* [Task objective] Reproduce verbatim the passage of the forum post on the Heathrow T5 baggage system below, from "The post isn't" up to and including "is big(ish) news.".

* [Provided text]
(begin)

The post isn't necessarily pointed at the programmers, I wouldn't say (Jeff can correct me if I'm wrong). The point of the post as I read it is that the designers and producers of a system failed to apply the rules while they were doing so, and that this is a scenario often paralleled in the software development world.
You see it all over, it's just that Heathrow's T5 shambles is big(ish) news.
you need to test the system *with the people* who are actually going to use it
And just how were the bags in T1 supposed to be handled whilst everyone was training over in T5? You can't make baggage handlers pull a double shift just to learn the new systems (they'd strike just at the mere mention of it). That's the problem with Mike's analogy too - the actors aren't still performing their previous show at the same time as dress rehearsals for the new one - they've got time to adjust.
I don't see any way that full-scale testing could be done in this situation.

(end)

* [Records provided]
(begin)

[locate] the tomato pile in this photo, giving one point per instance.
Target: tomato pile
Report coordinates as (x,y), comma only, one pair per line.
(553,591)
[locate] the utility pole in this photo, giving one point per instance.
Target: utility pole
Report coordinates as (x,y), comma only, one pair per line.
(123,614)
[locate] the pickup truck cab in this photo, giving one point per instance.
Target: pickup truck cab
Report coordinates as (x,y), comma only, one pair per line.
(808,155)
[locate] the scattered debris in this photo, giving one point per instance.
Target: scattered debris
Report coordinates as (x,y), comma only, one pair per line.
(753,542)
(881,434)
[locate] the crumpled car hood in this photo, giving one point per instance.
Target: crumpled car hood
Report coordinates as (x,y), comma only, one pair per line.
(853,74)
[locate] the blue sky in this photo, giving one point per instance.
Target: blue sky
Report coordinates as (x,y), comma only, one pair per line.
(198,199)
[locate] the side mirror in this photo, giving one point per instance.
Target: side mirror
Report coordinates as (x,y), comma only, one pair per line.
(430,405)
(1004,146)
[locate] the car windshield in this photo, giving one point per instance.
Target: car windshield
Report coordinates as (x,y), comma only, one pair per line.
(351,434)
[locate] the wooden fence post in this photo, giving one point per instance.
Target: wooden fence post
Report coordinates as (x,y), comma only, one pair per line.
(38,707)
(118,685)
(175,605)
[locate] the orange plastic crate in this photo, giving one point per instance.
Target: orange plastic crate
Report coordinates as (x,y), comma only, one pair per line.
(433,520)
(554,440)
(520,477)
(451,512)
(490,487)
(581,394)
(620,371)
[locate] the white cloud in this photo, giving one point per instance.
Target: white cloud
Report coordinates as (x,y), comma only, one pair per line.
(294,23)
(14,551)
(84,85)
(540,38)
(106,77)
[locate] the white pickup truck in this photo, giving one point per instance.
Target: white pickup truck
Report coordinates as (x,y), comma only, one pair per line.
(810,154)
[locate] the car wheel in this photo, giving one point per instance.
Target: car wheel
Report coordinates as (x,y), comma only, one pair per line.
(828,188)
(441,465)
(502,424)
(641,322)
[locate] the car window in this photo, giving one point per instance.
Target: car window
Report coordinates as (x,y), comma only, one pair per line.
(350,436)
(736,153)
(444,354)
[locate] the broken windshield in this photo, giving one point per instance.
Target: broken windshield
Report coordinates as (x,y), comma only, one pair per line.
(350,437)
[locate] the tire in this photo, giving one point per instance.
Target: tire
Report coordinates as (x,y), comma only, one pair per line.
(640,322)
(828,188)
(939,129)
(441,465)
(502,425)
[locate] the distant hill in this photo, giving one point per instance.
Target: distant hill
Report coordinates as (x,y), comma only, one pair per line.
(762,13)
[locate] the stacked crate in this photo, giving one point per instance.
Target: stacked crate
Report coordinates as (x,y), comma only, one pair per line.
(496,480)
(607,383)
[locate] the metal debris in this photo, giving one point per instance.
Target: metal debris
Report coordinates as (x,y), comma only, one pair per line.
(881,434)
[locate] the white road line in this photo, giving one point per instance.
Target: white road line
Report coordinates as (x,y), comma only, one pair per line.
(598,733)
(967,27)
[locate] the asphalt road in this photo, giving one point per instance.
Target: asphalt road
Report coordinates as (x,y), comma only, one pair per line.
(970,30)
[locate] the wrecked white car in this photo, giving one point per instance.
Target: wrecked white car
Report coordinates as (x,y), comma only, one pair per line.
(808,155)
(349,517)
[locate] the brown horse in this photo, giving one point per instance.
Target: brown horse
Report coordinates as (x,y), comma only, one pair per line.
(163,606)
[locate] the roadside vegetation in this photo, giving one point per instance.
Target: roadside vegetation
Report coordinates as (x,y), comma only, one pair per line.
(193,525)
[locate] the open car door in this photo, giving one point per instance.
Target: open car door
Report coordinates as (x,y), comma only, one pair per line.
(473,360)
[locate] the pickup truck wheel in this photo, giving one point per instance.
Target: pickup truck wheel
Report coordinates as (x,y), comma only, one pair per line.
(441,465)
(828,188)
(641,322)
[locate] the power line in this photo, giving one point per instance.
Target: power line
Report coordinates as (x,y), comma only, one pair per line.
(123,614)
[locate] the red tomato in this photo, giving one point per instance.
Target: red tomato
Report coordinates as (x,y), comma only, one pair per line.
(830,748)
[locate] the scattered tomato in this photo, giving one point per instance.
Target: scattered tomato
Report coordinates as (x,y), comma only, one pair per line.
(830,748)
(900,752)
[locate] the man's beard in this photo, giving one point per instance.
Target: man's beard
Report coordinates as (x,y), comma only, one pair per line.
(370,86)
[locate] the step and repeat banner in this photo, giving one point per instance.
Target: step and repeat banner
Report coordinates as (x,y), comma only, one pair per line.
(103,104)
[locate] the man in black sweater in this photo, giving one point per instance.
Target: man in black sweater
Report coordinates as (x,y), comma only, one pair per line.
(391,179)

(end)

* [Output for this exercise]
The post isn't necessarily pointed at the programmers, I wouldn't say (Jeff can correct me if I'm wrong). The point of the post as I read it is that the designers and producers of a system failed to apply the rules while they were doing so, and that this is a scenario often paralleled in the software development world.
You see it all over, it's just that Heathrow's T5 shambles is big(ish) news.